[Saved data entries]

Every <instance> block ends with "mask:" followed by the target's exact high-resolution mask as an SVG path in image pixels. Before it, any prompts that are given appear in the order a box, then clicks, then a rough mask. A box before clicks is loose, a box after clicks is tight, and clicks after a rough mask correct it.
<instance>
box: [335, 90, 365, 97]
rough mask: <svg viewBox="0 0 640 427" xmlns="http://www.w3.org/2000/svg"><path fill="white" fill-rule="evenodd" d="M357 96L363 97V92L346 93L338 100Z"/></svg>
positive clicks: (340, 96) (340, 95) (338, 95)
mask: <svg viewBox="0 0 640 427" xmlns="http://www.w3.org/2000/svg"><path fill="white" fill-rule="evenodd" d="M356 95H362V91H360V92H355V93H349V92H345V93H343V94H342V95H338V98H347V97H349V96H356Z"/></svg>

*TASK PROMPT*:
Your answer must consist of every line above, transcribed verbatim.

*YOUR SOLUTION*:
Every <instance> block ends with "mask:" followed by the target's exact high-resolution mask as an SVG path in image pixels. Before it, any prompts that are given appear in the order a box, then clicks, then a rough mask. A box before clicks is loose, a box after clicks is tight, and clicks after a rough mask correct it.
<instance>
box: [335, 90, 365, 97]
rough mask: <svg viewBox="0 0 640 427" xmlns="http://www.w3.org/2000/svg"><path fill="white" fill-rule="evenodd" d="M357 96L363 97V92L346 93L338 100Z"/></svg>
positive clicks: (340, 96) (340, 95) (338, 95)
mask: <svg viewBox="0 0 640 427" xmlns="http://www.w3.org/2000/svg"><path fill="white" fill-rule="evenodd" d="M356 95H362V91H360V92H355V93H349V92H345V93H343V94H342V95H338V98H347V97H349V96H356Z"/></svg>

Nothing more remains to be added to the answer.